TEXT EXTRACT

#####

UNITED STATES

SECURITIES AND EXCHANGE COMMISSION

WASHINGTON, D.C. 20549

 

FORM 8-K

 

CURRENT REPORT
PURSUANT TO SECTION 13 OR 15(D) OF THE
SECURITIES EXCHANGE ACT OF 1934

 

Date of Report (date of earliest event reported):  June 16, 2017

 

VIRTU FINANCIAL, INC.

(Exact name of registrant as specified in its charter)

 

Delaware

 

001-37352

 

32-0420206

(State or other jurisdiction of

 

(Commission File No.)

 

(IRS Employer

incorporation)

 

 

 

Identification No.)

 

900 Third Avenue

New York, NY 10022-1010

(Address of principal executive offices)

 

(212) 418-0100

(Registrant’s telephone number, including area code)

 

NOT APPLICABLE

(Former name or former address, if changed since last report)

 

Check the appropriate box below if the Form 8-K filing is intended to simultaneously satisfy the filing obligation of the registrant under any of the following provisions (see General Instruction A.2. below):

 

o                        Written communications pursuant to Rule 425 under the Securities Act (17 CFR 230.425)

 

o                        Soliciting material pursuant to Rule 14a-12 under the Exchange Act (17 CFR 240.14a-12)

 

o                        Pre-commencement communications pursuant to Rule 14d-2(b) under the Exchange Act (17 CFR 240.14d-2(b))

 

o                        Pre-commencement communications pursuant to Rule 13e-4(c) under the Exchange Act (17 CFR 240.13e-4(c))

 

Indicate by check mark whether the registrant is an emerging growth company as defined in Rule 405 of the Securities Act of 1933 (§230.405 of this chapter) or Rule 12b-2 of the Securities Exchange Act of 1934 (§240.12b-2 of this chapter).

 

Emerging growth company x

 

If an emerging growth company, indicate by check mark if the registrant has elected not to use the extended transition period for complying with any new or revised financial accounting standards provided pursuant to Section 13(a) of the Exchange Act. x

 

 

 



 

Item 1.01. Entry Into a Material Definitive Agreement.

 

On June 16, 2017 (the “Closing Date”), Orchestra Borrower LLC (the “Escrow Issuer”) and Orchestra Co-Issuer, Inc. (the “Co-Issuer”), wholly owned subsidiaries of Virtu Financial, Inc. (“Virtu”), completed their offering (the “Offering”), pursuant to an exemption from registration under the Securities Act of 1933 (as amended, the “Securities Act”), of $500 million aggregate principal amount of 6.750% Senior Secured Second Lien Notes due 2022 (the “Notes”). The Notes have been issued by the Escrow Issuer and Co-Issuer under an Indenture, dated as of June 16, 2017 (the “Indenture”), among the Escrow Issuer, the Co-Issuer and U.S. Bank National Association, as trustee (in such capacity, the “Trustee”) and collateral agent.  The Notes mature on June 15, 2022. Interest on the Notes accrues at 6.750% per annum, paid every six months through maturity on each June 15 and December 15, beginning on December 15, 2017.

#####

SOURCE DATA

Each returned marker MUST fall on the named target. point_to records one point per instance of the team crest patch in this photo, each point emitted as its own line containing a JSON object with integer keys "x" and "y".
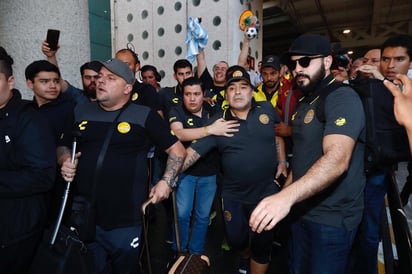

#####

WHAT IS NEEDED
Pick up the Virtu Financial Form 8-K filing after its final sentence and continue it.

OUTPUT BELOW
 

For purposes of this Current Report on Form 8-K, the term “Issuers” means (a) prior to the Effective Date, collectively, the Escrow Issuer and the Co-Issuer and (b) from and after Effective Date, collectively, VFH Parent LLC (“VFH”) and the Co-Issuer. The “Effective Date” means the closing date of Virtu’s previously announced pending acquisition (the “Acquisition”) of KCG Holdings, Inc. (“KCG Holdings”), and its subsidiaries (collectively, “KCG”), pursuant to the Agreement and Plan of Merger, dated as of April 20, 2017 (the “Merger Agreement”).

 

Use of Proceeds

 

The gross proceeds from the Offering have been escrowed as described below and upon release from escrow will be used to finance, in part, the Acquisition and to repay certain indebtedness of Virtu and KCG. The proceeds of the Notes will be held in escrow until immediately prior to the consummation of the Acquisition.

 

Notes Guarantees

 

The Notes are currently the obligations of only the Escrow Issuer and Co-Issuer and are not currently guaranteed by Virtu Financial LLC, a subsidiary of Virtu (“Holdings”), or any of Holdings’ subsidiaries. After the Effective Date and the release of the escrowed funds, the Escrow Issuer’s obligations under the Notes will be assumed by VFH, a wholly-owned subsidiary of Holdings, and fully and unconditionally guaranteed  on a senior basis, jointly and severally, by Holdings and each of Holdings’ existing and future wholly owned domestic restricted subsidiaries that guarantee or are borrowers under VFH’s previously announced new senior secured first lien credit facilities (the “New Credit Facilities”), including KCG Holdings and certain of its subsidiaries (subject to certain exceptions) (collectively, the “Guarantors”).  Virtu will not guarantee the notes.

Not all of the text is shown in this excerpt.